--- The task ---
Copy the records below verbatim, from the line containing "Pick out the wooden support" through the line containing "pixel 108 113", including both of those lines.

(Labeled-object pointing records)

━━━━━━━━━━━━━━━━━━━━━━━━━━━━━━

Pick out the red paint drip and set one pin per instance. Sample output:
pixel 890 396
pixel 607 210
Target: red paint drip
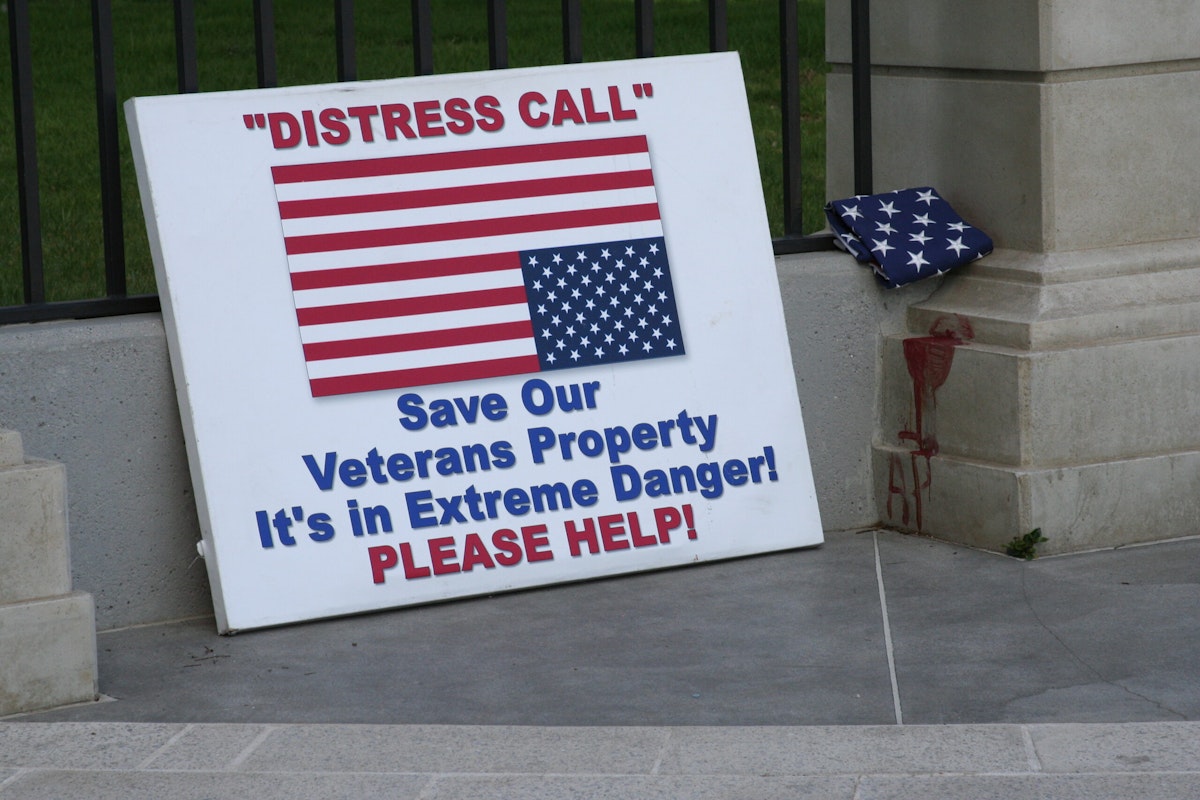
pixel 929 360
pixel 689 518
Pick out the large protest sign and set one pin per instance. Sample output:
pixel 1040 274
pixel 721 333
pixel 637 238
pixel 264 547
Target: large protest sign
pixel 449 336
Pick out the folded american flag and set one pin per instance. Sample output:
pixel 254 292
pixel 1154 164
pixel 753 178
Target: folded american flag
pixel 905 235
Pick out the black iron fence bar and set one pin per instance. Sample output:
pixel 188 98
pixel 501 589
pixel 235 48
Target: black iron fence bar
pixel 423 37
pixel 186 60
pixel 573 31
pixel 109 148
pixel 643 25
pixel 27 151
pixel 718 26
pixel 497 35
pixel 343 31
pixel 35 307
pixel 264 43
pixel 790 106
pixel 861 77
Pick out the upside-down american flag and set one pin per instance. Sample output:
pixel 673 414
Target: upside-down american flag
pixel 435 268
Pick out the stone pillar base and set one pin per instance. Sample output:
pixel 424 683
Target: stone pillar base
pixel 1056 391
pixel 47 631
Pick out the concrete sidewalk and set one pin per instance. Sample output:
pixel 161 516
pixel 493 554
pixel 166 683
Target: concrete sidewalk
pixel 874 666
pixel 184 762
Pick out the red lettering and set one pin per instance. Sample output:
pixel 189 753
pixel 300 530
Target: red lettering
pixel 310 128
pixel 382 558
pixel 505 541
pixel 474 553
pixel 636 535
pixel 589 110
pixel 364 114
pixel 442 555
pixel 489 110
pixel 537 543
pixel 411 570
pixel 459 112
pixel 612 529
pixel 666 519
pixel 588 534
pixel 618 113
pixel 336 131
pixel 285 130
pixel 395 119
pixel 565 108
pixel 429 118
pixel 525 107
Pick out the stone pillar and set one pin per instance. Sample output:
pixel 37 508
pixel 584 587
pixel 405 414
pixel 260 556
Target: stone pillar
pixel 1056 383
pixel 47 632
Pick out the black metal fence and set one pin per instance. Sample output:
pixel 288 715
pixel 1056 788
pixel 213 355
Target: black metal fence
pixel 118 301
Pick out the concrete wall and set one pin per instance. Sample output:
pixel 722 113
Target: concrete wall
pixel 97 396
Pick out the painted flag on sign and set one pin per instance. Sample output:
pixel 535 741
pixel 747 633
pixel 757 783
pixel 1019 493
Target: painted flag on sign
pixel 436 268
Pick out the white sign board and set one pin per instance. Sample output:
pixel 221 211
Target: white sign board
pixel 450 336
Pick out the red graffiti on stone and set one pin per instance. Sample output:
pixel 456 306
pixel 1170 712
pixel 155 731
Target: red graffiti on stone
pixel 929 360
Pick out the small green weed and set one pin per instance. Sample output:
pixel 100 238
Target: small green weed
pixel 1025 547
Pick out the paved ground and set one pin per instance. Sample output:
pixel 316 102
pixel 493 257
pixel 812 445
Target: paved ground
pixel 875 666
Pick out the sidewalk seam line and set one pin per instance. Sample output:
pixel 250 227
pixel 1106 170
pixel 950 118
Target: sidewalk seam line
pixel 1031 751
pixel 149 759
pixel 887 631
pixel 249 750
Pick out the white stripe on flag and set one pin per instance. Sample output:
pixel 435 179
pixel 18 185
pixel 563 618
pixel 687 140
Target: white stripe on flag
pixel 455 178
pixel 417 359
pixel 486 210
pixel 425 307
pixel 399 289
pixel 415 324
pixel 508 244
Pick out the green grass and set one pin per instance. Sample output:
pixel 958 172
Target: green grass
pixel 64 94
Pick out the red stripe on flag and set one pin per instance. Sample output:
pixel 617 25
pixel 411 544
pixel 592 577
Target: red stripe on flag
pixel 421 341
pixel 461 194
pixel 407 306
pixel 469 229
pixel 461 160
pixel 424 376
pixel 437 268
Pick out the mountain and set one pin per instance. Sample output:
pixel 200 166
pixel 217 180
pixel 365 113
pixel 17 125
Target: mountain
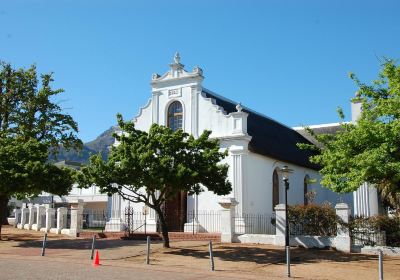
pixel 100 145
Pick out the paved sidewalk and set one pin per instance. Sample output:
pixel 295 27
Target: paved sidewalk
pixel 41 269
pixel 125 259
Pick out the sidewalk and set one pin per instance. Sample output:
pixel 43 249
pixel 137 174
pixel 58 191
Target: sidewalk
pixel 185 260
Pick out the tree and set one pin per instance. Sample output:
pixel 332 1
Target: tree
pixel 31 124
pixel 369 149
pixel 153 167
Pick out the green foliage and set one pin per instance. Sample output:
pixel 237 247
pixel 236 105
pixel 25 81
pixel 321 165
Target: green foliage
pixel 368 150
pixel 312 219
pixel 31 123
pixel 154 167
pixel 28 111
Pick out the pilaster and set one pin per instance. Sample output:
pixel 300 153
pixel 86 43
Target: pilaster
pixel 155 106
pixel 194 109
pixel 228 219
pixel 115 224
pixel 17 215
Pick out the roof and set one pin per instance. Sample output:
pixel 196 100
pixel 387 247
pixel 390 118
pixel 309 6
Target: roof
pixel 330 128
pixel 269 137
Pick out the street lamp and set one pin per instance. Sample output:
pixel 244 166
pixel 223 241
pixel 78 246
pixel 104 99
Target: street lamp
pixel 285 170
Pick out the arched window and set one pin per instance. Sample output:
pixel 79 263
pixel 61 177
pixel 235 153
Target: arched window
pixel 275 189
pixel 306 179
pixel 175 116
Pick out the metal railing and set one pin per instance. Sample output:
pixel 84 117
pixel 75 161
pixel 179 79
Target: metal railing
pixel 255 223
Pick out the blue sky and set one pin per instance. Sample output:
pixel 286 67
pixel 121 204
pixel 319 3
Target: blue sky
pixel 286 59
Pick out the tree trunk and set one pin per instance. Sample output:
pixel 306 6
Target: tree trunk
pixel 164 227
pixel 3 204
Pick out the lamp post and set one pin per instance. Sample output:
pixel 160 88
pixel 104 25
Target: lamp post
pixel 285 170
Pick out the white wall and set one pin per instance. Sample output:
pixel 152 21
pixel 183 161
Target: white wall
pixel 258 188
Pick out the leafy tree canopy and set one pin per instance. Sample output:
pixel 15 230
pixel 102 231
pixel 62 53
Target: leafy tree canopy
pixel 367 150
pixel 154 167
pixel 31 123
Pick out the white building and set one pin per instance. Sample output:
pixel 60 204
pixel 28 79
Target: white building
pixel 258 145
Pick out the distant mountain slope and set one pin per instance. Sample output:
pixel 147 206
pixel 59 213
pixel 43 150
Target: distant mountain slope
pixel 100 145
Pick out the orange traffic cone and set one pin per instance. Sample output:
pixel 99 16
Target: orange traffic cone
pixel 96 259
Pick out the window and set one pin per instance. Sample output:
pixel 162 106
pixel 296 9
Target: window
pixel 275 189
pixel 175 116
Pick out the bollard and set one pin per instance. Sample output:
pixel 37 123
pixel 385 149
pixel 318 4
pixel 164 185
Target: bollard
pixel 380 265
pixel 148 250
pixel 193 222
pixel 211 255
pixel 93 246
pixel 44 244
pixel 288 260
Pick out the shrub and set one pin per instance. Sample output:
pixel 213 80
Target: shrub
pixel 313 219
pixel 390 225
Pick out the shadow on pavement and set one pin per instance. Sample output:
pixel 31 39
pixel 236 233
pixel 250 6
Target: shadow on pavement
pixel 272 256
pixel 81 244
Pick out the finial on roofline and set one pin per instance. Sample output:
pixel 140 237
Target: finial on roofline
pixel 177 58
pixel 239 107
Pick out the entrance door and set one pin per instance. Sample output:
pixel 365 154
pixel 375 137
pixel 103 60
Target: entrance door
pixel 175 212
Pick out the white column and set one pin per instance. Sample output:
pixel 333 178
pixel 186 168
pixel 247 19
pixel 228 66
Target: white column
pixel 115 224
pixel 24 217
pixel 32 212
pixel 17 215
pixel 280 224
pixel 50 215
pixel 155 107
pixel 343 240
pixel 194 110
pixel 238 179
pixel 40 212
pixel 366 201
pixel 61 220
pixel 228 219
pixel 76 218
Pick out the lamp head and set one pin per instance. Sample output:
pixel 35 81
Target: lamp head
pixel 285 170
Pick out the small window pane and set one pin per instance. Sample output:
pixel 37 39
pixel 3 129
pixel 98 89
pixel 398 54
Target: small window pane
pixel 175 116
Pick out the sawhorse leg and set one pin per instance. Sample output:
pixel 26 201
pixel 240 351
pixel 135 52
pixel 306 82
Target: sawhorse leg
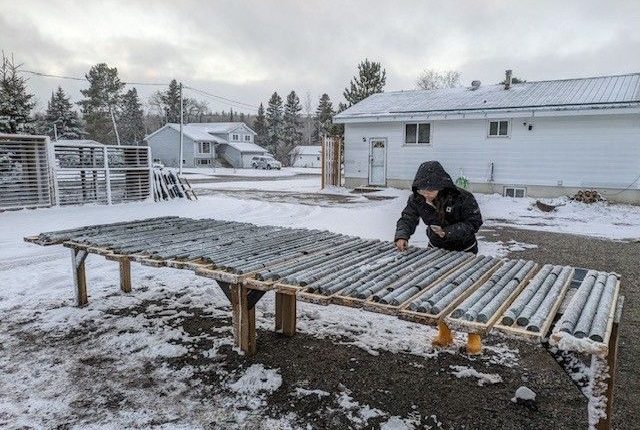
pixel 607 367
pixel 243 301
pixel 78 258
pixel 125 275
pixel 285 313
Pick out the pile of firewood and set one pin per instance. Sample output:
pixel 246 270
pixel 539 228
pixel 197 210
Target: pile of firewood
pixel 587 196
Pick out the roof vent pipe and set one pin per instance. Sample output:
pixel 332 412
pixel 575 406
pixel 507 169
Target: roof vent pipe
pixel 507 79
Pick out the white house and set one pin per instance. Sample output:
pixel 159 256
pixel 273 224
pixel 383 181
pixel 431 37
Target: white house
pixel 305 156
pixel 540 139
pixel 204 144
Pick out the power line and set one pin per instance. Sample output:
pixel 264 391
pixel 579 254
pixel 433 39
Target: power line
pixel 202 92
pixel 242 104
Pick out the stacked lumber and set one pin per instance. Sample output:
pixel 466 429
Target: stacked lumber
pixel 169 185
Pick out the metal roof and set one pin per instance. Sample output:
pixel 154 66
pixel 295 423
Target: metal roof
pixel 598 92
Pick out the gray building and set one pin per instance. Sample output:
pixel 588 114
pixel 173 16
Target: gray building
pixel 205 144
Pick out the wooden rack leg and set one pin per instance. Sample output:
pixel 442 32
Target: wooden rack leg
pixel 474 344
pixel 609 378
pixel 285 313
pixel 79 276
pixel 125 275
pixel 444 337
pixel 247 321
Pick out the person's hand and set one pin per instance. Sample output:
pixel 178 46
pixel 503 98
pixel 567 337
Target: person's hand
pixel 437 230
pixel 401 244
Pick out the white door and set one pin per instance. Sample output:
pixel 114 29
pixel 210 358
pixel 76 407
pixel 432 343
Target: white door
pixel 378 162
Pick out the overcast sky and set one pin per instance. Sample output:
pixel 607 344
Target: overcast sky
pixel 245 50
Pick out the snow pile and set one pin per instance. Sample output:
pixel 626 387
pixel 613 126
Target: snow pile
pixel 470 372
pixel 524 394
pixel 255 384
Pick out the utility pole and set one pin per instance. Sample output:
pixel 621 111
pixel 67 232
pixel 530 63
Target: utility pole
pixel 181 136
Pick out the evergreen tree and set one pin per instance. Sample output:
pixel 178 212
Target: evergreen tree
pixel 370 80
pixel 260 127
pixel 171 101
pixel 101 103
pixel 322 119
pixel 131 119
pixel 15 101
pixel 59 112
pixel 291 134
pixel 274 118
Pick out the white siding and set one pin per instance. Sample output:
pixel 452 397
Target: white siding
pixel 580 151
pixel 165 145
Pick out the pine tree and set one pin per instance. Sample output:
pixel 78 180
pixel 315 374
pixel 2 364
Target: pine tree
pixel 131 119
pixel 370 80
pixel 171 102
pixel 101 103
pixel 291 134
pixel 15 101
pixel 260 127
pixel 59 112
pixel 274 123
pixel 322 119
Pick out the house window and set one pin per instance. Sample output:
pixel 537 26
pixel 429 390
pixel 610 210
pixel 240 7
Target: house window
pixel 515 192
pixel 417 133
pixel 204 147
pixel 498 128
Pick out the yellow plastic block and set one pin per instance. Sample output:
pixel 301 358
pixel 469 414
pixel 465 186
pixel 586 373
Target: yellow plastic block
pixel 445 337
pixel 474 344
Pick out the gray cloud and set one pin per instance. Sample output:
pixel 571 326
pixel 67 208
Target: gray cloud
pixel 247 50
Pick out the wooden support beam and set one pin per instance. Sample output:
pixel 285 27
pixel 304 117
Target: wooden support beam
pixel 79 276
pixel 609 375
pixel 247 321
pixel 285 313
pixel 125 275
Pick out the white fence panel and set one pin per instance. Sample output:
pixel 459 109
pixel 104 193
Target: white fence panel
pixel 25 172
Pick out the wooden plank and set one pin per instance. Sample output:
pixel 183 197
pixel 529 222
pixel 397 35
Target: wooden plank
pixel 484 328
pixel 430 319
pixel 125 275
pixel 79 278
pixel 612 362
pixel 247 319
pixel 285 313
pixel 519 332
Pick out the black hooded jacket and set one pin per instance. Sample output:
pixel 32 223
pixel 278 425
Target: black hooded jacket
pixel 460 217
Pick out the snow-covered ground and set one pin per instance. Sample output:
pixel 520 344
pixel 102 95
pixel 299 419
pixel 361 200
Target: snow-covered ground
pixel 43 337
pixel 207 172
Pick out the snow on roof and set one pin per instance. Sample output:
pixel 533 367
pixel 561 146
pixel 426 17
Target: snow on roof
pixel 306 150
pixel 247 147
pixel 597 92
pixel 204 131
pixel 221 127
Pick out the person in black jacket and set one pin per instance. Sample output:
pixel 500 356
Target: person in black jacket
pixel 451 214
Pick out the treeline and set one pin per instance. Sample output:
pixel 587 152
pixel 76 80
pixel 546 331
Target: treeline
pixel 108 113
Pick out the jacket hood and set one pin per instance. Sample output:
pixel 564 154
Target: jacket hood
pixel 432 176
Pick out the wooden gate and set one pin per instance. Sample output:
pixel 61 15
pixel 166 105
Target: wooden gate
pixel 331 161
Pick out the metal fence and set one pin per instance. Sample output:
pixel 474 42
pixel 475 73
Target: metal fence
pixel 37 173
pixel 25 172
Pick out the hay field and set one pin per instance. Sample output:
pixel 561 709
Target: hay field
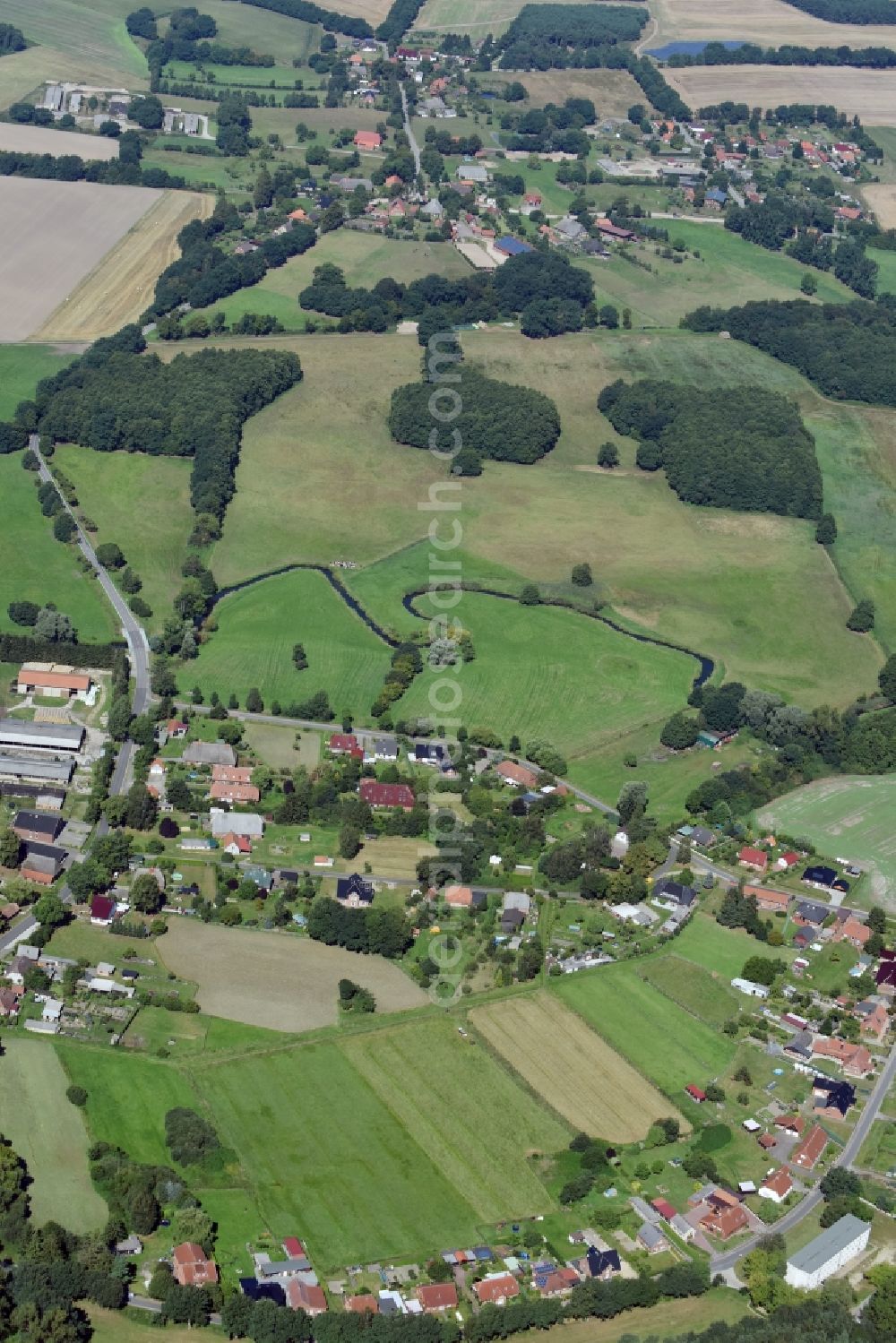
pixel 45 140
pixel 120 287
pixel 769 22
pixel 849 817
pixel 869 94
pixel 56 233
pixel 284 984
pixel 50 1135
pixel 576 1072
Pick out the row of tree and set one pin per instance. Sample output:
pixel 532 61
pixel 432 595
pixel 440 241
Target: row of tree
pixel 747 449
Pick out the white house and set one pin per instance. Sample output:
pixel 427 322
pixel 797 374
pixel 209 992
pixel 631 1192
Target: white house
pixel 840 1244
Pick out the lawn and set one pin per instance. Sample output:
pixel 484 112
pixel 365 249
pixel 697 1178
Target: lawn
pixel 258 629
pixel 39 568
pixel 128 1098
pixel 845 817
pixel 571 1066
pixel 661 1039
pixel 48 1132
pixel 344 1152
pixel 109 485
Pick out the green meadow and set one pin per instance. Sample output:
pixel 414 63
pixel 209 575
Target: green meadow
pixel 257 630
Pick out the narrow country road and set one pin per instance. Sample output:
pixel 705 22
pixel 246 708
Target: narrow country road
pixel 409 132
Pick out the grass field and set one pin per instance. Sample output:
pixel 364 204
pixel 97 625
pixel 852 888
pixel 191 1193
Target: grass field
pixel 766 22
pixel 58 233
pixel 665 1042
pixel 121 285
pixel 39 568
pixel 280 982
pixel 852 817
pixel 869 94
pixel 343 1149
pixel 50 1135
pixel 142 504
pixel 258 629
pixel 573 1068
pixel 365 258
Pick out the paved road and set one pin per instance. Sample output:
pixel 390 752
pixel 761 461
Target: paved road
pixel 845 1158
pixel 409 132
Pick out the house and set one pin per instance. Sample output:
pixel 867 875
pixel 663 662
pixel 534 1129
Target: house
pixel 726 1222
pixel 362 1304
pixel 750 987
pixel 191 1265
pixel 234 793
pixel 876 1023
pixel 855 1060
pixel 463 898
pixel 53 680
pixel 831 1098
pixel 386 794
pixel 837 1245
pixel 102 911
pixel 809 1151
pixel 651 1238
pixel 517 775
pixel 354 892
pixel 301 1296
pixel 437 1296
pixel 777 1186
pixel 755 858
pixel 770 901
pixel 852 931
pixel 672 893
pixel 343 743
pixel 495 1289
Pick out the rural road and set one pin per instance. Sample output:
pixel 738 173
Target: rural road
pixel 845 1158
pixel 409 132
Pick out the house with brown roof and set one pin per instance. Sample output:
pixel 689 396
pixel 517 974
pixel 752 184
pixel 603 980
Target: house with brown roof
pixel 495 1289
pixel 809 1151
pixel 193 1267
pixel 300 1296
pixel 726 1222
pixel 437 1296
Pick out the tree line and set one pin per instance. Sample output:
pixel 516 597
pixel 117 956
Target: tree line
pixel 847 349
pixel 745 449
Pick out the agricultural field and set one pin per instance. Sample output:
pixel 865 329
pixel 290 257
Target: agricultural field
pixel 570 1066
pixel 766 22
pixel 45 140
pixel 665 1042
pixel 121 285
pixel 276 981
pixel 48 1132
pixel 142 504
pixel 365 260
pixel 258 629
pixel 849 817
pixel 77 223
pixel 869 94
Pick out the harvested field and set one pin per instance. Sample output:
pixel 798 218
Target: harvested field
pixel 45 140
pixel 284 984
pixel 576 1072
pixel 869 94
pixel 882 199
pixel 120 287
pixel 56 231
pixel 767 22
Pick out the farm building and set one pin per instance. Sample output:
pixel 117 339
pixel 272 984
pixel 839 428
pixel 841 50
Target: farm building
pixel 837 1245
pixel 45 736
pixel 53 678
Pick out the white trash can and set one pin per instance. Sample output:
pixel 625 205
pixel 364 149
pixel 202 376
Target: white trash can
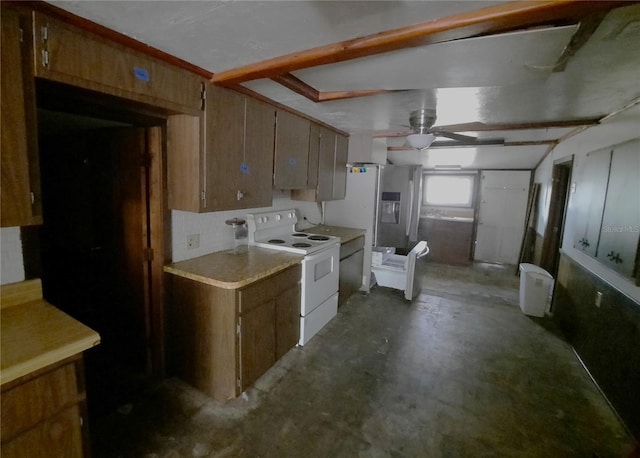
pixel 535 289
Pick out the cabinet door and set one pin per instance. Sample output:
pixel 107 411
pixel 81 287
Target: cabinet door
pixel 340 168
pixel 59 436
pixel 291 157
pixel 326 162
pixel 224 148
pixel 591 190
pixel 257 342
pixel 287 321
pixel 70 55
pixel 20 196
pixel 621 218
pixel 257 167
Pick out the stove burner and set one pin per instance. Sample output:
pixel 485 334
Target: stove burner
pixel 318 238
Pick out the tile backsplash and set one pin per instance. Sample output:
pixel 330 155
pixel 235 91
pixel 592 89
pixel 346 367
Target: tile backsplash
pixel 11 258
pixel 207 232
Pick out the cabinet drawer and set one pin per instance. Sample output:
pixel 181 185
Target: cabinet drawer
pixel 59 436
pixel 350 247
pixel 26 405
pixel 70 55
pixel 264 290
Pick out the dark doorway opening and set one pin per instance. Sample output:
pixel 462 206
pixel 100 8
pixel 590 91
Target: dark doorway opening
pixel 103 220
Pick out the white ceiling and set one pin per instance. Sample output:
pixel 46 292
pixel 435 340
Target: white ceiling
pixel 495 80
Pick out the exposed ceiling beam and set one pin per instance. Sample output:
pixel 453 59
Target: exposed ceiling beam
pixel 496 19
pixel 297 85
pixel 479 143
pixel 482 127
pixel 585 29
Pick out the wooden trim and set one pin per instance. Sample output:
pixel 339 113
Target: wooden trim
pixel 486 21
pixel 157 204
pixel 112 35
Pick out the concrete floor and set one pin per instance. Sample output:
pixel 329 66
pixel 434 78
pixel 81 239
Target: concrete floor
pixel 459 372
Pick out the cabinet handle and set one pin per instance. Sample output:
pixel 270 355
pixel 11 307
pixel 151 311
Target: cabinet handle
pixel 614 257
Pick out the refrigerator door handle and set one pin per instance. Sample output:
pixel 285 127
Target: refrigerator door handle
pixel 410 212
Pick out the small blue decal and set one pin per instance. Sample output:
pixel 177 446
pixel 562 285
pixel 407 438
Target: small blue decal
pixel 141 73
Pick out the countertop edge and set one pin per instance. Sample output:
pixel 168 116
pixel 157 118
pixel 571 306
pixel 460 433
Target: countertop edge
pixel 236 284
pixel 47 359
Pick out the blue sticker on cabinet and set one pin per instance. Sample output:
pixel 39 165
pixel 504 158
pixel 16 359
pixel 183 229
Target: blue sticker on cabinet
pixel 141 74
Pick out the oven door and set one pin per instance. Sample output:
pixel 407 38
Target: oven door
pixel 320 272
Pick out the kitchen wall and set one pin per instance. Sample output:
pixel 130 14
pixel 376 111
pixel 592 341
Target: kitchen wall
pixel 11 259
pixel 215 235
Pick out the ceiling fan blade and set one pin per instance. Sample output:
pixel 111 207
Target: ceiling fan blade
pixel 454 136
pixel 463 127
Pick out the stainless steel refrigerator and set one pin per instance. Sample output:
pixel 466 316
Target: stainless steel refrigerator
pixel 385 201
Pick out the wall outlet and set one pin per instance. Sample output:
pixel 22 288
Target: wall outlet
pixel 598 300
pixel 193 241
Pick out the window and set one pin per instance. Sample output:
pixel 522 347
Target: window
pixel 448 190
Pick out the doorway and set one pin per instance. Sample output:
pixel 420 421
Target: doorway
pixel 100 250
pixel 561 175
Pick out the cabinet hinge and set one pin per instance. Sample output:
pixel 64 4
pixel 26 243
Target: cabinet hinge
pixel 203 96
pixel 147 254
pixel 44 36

━━━━━━━━━━━━━━━━━━━━━━━━━━━━━━

--- Problem solution ---
Pick out the wooden support beam and set one pin per instance. Sample output:
pixel 285 27
pixel 304 117
Target: wooden support beam
pixel 79 276
pixel 609 375
pixel 247 321
pixel 285 313
pixel 125 275
Pick out the white fence panel and set one pin per instance. Sample output:
pixel 459 109
pixel 104 193
Target: white fence panel
pixel 25 172
Pick out the wooden plank and set one pin per instance. Sample output:
pixel 183 197
pixel 529 222
pixel 397 35
Target: wooden plank
pixel 484 328
pixel 430 319
pixel 125 275
pixel 79 278
pixel 612 362
pixel 247 319
pixel 285 313
pixel 519 332
Pick out the black hooded jacket and set one pin per instance. Sample output:
pixel 32 223
pixel 278 425
Target: black hooded jacket
pixel 460 217
Pick out the snow-covered ground and set one pin per instance. Sample output:
pixel 520 344
pixel 102 95
pixel 299 419
pixel 361 200
Target: snow-covered ground
pixel 43 337
pixel 207 172
Pick out the snow on roof and set one pin per instance. Sample output:
pixel 533 367
pixel 561 146
pixel 426 17
Target: snow on roof
pixel 306 150
pixel 247 147
pixel 597 92
pixel 204 131
pixel 221 127
Pick out the person in black jacket and set one pin per instance. Sample output:
pixel 500 356
Target: person in black jacket
pixel 451 214
Pick out the treeline and set one pin per instance. Sample output:
pixel 587 152
pixel 76 80
pixel 546 331
Target: treeline
pixel 108 113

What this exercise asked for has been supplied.